------ 文章の抜粋 ------
これは http://mitochondrion.jp/ に掲載している「医学日記」を、諸般の便宜のために、 1 記事 1 ファイルとして形成し直したものです。 簡単なプログラムで自動生成しているので、体裁の乱れなどが一部にあるかと思われますが、ご容赦ください。
北陸医大 (仮) の研修医室に設置されている印刷機の隣に、勉強会の資料のようなものが遺棄されていた。 どうやら、ICU でしばしばみられる譫妄について、基本的な解説を述べた資料のようであった。 研修医の誰かが作った資料だろうか、と思い、さらりと眺めてみたところ、なかなか、よくできた資料であった。 たとえば、譫妄には過活動型だけでなく低活動型もあることや、譫妄に対しハロペリドールで対応することには反対意見も強いことなどが紹介されていた。 これらは現在北陸医大の臨床医の間ではあまり認知されていないのだが、この発表者は、よく勉強しているようである。
一体、誰が作ったのだろうか、と思って最初のページをみると、作者として見覚えのない名前が記されていた。 もしや、と思って検索してみると、案の定、日本大学医学部附属板橋病院の 伊原慎吾助手が作った勉強会資料であった。 たぶん、研修医の誰かが、譫妄について勉強するつもりで印刷したものを置き忘れたのであろう。
伊原助手は、たぶん短い勉強会の時間的制約からであろう、譫妄への対応についてはガイドラインの内容を簡潔に紹介しているのみである。 しかし私は暇な研修医であるから、今年になって最新版が発行された Kaplan & Sadock's Comprehensive Textbook of Psychiatry, 10th Ed. (Wolters Kluwer; 2017). の内容を紹介しよう。
日本においても米国においても、譫妄の患者に対して、いわゆる抗精神病薬が用いられることがある。 しかし、抗精神病薬の添付文書には用途として「譫妄」は挙げられていないし、米国でも FDA は認可しておらず、あくまで off-label で使用されている。 抗精神病薬が譫妄そのものを改善するとは思われないが、暴れる患者をおとなしくさせる役には立つので、便利な薬として臨床的には用いられているのであろう。 Kaplan は、譫妄に対し薬物で対応することについて、次のように述べている。
------
**取り組み方:**
譫妄についての文章では、抗精神病薬は添付文書で譫妄が用途になっておらず、米国でも FDA が認可していないのに、臨床では使われているとあります。なぜ使われているのか、文章に書かれた理由を説明してください。
------ 記録の抜粋 ------
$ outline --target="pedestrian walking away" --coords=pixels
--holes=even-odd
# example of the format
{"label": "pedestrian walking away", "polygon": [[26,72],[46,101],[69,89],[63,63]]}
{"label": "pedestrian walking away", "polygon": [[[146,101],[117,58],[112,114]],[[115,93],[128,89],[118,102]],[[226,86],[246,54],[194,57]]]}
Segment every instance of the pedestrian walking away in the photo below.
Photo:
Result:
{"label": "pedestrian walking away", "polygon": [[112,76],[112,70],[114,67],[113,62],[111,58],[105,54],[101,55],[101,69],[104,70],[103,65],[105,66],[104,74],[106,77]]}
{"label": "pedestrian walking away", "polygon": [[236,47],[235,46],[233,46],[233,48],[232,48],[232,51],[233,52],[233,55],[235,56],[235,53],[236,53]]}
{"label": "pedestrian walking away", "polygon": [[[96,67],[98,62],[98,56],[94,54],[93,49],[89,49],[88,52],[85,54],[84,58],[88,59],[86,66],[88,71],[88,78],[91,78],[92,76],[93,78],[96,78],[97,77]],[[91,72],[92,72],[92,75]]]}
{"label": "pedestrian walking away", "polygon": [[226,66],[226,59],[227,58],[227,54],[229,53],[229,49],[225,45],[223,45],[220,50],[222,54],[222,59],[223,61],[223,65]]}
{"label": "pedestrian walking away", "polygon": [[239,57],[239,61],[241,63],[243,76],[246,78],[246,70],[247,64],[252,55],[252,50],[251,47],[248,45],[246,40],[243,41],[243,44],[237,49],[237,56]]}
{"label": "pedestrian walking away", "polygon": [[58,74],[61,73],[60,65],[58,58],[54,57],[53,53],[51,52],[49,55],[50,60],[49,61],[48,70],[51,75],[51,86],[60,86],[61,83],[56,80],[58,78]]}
------
**解答例:**
抗精神病薬が譫妄そのものを改善するとは思われないものの、暴れる患者をおとなしくさせる役には立ちます。そのため便利な薬として臨床的に用いられているのだろう、と筆者は推測しています。